- The tasks -
a – According to the C-- parser project description, when is the checkpoint due?
b – Please recast the paragraph beginning "As you convert the C-- CFG to LL(1)" in the C-- parser project description as a short bulleted list that keeps its main facts.
c – Write the next part of the C-- parser project description, picking up right after its final line.

— Start of Excerpted text —

CS75 Project 2: Parser for C--

Checkpoint (10%): Due Thursday March 17 at the beginning of class
(you may not use a late day on the checkpoint)

Complete Project (90%): Due Tuesday March 29, BEFORE 9:30 am
Your project report may be submitted on-line as part of the tar file in ASCII, pdf, or postscript format, or may be submitted in class on the same day as you submit your tar file.


Problem Introduction and Specifications
Sample input and parser output
What to Hand in

Introduction

Design and implement a Recursive Decent parser for C-- as follows:
  1. Convert the C-- grammar from project 1 to an LL(1) grammar
    If you want to use latex to write up your solution, you can grab a copy of the grammar.tex file and a makefile for building .dvi, .ps, .pdf versions here:
    /home/newhall/public/cs75/grammar_latex/
    
  2. Implement a recursive decent parser that recognizes the LL(1) grammar. Use your project 1 solution as a starting point.
  3. Add simple error recovery.

Specifications:

As you convert the C-- CFG to LL(1), be careful that you are not changing the language that is accepted by the grammar. There is one part of the C-- CFG that cannot be converted to LL(1). The problem occurs in some forms of expressions involving the assignment operator. The difficulty is in determining if the expression on the left-hand-side is a valid lvalue at parse time. For example, these are all valid C-- expressions:
  
        a[i];	          // a[i] is not an lvalue here
        a[i] = x;         // a[i] is an lvalue here
	x = 8 + (y = 6);  // y is an lvalue here and (y = 6) is an expression with a value of 6
but these are invalid C-- expressions:
  
        a[i] + b[i] = x;    // (a[i] + b[i]) is not a valid lvalue
	x = 8 + y = 6;      // (8 + y) is not a valid lvalue 
                            // ( + has higher precedence than = )

— End of Excerpted text —
— Start of Record list —

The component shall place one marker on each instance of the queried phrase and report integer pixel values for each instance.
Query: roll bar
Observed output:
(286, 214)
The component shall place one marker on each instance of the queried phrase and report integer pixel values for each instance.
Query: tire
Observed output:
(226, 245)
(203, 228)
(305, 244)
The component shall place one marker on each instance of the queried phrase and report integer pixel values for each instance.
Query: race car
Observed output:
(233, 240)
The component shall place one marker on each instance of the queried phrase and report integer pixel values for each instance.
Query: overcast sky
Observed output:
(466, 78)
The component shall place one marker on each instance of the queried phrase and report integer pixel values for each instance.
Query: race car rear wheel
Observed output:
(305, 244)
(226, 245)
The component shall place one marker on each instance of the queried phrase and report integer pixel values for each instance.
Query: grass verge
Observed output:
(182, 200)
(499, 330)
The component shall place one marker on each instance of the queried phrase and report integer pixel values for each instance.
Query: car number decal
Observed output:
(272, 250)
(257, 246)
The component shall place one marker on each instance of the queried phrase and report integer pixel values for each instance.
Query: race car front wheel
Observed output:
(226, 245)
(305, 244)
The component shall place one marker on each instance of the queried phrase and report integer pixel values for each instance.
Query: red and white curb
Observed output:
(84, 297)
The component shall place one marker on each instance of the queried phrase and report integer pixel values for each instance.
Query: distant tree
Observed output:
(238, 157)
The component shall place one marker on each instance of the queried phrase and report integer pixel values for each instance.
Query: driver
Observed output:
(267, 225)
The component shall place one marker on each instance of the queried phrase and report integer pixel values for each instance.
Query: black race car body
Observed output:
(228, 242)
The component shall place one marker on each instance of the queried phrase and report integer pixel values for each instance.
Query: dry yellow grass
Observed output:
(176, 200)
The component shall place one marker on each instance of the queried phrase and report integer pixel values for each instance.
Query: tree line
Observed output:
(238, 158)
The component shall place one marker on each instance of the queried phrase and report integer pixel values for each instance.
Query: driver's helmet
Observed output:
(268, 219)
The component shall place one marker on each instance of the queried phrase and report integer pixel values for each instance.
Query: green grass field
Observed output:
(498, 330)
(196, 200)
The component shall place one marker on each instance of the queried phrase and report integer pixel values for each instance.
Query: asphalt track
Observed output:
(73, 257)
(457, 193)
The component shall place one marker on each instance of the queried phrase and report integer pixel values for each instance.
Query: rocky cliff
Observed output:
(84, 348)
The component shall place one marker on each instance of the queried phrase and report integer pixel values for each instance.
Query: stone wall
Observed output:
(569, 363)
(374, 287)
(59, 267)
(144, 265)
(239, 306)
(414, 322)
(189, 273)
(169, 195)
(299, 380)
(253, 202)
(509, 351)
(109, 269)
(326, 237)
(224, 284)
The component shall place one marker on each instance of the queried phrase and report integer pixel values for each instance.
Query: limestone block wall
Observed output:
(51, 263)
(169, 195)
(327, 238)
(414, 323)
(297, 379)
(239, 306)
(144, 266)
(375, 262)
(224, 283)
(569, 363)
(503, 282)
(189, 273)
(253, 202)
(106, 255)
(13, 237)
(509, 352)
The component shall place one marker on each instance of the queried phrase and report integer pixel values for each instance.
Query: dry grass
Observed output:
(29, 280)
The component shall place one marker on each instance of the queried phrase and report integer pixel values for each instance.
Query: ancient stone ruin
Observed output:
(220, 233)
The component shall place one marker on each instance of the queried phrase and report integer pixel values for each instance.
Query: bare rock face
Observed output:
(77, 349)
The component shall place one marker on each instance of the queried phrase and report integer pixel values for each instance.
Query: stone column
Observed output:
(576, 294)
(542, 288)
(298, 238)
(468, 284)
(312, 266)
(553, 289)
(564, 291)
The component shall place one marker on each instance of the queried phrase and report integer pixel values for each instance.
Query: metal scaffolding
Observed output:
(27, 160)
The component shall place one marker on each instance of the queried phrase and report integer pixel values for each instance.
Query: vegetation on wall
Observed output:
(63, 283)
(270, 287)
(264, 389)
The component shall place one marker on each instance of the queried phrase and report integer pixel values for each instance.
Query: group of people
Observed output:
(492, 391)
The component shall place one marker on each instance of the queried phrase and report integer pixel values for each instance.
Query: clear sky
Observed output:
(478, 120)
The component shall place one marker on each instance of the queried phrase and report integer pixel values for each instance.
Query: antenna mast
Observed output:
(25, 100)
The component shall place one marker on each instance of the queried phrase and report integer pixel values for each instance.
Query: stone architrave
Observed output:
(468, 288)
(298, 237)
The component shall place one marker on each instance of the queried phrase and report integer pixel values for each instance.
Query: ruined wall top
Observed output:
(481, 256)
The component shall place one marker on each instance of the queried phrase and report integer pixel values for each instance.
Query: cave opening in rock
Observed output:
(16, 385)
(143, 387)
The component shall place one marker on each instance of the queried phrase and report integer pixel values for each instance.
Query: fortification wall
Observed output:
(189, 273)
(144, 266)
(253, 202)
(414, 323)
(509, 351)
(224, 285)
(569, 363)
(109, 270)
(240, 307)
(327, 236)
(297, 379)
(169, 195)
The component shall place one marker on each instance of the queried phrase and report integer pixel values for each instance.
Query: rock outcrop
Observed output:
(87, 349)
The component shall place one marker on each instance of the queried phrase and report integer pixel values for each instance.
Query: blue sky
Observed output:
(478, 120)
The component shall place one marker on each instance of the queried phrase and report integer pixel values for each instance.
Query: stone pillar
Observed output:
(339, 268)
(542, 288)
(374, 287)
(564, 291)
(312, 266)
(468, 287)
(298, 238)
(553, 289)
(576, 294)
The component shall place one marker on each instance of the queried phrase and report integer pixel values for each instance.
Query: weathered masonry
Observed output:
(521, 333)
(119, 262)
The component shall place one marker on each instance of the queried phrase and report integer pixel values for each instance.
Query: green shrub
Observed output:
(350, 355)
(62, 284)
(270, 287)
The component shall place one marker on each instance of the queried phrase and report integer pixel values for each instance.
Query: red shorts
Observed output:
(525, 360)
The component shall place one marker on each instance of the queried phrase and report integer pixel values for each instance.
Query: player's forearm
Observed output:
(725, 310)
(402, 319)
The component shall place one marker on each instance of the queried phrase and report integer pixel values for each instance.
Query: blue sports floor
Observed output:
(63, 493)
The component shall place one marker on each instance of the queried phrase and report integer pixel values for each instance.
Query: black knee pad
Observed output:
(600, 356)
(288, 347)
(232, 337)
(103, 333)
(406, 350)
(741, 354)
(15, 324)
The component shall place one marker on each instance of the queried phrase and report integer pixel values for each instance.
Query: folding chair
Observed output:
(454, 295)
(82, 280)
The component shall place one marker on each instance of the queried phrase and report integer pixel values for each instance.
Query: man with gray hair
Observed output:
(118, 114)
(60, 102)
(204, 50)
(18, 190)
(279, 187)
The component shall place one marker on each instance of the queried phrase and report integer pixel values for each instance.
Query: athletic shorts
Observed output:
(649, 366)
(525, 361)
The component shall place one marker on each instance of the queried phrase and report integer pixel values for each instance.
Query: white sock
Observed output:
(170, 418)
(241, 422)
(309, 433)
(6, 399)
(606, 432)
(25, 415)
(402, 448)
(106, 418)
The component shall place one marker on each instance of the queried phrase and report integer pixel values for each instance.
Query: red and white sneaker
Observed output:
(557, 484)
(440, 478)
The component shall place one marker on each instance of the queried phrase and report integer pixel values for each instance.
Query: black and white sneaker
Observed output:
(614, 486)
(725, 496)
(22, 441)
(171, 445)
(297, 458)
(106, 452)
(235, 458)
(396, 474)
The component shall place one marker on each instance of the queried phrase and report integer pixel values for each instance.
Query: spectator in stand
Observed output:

— End of Record list —

- The responses -
a – Thursday, March 17, at the beginning of class.

b –
- Converting the C-- CFG to LL(1) must not change the language the grammar accepts.
- One part of the C-- CFG cannot be converted to LL(1).
- The problem arises in some forms of expressions that involve the assignment operator.
- The difficulty is deciding at parse time whether the expression on the left-hand side is a valid lvalue.

c –
Correctly handing these cases requires more than one token look-ahead or one or more token look-behind, neither which is allowed in a predictive parser. For now, the solution is to go ahead and translate the CFG to an almost equivalent LL(1) grammar. The resulting LL(1) grammar will be equivalent to the CFG for C-- with the exception that it will incorrectly accept strings like a[i] + b[j] = expr;. Later, when you implement the code generator part of the project, you will take care of ensuring that an expression appearing on the left-hand-side of an assignment statement is a valid lvalue; at the code generation phase, your compiler will reject strings like "a[i] + b[j] = expr;" that your parser accepts.

The precedence of C-- operators from lowest to highest is (your LL(1) grammar must handle precedence):

  1. assignment (=)
  2. or (||)
  3. and (&&)
  4. equal, not equal (==, !=)
  5. less than, less than or equal, greater than, greater than or equal (<, <=,>, >=)
  6. addition, subtraction (+, -)
  7. multiplication, division (*, /)
  8. not, unary minus (!, -)
  9. parentheses ()

Converting the CFG for C-- to an LL(1) grammar will be the most difficult part of the assignment. I strongly suggest first testing out your LL(1) grammar by hand to verify that its rules can correctly parse some very small C-- programs. Trying some very small examples with with zero, one, and two global variable declarations and one, and two very small functions. For example:

int x;
char y;

int main(int x, char y) {
  x = y;
}
In addition, I encourage you to compute FIRST and FOLLOW sets for all or part of your LL(1) grammar to prove that it is LL(1).

Once you have verified that your LL(1) grammar is in fact LL(1), and you have convinced yourself that it still parses C-- (you didn't modify the productions in such a way as to change the language it recognizes), then implement a recursive decent parser from your LL(1) grammar.

You should make sure to test that your parser can correctly parse all valid C-- language constructs and combinations of C-- language constructs before you start adding error recovery code.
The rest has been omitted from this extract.